Copy exactly, line for line, the part of the listing from the line containing "Put a marker on each instance of the girl's eye." through its last line, and nothing else.

Content starts

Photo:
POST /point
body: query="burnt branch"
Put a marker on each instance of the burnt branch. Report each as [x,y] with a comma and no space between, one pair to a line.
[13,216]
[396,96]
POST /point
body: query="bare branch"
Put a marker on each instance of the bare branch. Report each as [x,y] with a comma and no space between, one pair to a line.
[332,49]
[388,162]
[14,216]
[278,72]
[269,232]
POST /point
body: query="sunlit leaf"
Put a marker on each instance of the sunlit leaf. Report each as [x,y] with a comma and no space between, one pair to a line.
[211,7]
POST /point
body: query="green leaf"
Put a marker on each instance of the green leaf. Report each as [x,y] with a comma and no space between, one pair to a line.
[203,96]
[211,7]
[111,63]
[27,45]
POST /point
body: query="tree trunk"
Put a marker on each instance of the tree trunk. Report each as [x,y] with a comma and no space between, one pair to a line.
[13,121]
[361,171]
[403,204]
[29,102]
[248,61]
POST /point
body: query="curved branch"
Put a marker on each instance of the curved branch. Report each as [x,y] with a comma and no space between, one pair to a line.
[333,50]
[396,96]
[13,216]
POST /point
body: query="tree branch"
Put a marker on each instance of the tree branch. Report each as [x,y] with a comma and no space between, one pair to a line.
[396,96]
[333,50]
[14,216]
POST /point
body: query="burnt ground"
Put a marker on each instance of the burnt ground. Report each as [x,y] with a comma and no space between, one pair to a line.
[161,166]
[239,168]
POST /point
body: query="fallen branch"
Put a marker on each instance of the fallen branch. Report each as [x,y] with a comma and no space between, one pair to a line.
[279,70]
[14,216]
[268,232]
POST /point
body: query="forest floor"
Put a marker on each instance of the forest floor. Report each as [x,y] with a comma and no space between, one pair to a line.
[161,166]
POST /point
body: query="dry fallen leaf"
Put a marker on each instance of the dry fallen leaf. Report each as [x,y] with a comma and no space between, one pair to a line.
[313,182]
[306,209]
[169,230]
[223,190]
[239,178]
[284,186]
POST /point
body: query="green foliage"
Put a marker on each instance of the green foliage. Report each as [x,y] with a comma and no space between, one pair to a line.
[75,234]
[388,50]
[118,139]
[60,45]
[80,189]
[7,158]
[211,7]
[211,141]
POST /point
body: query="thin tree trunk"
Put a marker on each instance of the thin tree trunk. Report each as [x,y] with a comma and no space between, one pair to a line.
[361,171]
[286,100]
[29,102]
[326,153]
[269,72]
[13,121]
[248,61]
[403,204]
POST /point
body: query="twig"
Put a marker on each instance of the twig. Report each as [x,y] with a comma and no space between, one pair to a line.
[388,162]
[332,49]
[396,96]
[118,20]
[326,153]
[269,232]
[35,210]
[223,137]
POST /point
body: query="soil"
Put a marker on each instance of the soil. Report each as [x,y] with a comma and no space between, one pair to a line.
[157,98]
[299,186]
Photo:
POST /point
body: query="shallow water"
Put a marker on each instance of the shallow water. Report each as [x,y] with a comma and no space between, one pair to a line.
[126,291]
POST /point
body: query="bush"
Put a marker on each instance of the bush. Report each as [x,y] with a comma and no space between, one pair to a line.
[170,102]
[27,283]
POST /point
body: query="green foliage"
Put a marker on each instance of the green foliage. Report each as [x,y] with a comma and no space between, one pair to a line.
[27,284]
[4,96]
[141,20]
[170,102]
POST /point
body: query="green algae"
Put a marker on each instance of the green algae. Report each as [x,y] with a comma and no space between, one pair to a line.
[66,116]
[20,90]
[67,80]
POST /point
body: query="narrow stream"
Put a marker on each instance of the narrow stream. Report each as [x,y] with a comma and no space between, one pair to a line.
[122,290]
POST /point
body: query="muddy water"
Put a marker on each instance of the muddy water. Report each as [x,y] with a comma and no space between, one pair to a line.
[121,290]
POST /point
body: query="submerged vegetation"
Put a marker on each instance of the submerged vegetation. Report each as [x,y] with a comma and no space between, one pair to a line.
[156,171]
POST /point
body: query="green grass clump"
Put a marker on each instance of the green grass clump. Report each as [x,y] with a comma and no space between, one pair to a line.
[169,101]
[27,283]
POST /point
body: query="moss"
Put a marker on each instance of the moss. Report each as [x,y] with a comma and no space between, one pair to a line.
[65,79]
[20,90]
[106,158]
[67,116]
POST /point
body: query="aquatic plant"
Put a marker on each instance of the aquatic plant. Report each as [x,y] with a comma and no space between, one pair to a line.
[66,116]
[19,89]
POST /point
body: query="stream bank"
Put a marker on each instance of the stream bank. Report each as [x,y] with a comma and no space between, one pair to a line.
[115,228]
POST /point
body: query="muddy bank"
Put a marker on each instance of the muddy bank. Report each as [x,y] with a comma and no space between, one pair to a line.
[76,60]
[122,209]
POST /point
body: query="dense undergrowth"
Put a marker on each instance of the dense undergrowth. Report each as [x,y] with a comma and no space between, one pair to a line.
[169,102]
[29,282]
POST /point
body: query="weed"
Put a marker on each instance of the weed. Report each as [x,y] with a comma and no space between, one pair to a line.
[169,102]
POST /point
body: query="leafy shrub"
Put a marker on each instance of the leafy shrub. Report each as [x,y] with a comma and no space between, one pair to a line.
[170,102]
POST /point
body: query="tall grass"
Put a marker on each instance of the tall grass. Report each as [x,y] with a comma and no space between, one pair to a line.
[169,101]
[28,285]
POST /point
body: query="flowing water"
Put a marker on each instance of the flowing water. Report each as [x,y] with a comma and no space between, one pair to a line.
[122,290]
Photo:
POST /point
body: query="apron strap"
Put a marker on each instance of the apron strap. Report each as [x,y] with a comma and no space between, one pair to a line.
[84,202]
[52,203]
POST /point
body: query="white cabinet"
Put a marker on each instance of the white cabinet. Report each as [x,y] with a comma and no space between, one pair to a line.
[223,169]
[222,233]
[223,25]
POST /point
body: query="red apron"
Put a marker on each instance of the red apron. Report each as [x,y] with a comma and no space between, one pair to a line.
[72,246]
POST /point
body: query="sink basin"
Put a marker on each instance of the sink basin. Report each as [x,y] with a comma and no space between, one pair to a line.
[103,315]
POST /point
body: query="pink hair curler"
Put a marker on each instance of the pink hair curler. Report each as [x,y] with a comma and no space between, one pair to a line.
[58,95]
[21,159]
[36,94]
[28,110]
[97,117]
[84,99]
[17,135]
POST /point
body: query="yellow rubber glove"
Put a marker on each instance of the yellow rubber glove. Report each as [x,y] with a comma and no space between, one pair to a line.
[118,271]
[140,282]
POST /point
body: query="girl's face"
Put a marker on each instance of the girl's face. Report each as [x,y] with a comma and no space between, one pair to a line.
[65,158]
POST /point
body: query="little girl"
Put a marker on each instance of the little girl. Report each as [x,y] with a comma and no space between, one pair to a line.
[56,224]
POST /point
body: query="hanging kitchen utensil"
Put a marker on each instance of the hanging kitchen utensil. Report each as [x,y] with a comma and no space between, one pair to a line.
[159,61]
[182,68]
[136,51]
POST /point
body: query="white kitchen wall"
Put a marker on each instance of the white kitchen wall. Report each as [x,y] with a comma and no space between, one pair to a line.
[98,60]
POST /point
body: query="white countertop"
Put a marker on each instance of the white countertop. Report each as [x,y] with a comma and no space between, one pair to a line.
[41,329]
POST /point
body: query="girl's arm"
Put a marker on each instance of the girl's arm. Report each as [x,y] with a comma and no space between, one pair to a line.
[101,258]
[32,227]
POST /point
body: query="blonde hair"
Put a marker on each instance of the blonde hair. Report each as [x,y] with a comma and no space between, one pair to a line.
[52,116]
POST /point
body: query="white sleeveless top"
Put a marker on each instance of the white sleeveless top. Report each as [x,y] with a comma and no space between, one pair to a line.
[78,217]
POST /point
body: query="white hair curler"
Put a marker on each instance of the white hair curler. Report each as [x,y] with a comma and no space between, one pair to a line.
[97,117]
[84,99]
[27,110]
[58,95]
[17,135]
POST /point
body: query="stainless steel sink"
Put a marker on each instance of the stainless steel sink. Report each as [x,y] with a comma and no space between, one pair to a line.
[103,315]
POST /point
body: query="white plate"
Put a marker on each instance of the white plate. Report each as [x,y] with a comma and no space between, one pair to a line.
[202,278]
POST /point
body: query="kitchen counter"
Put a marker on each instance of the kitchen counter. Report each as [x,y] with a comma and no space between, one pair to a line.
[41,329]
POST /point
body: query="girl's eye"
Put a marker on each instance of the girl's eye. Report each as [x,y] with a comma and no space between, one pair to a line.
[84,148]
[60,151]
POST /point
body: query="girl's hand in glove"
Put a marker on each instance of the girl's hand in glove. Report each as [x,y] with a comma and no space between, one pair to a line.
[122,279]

Content ends

EXERCISE RESULT
Put a marker on each instance of the girl's eye. Report each as [x,y] with a comma and no space between, one pair to a line.
[84,148]
[60,151]
POST /point
body: query="girl's hand in glove"
Put a marker on each instance of the girl's hand in glove. Report each as [x,y] with a comma and no space between, one pair to a line.
[122,279]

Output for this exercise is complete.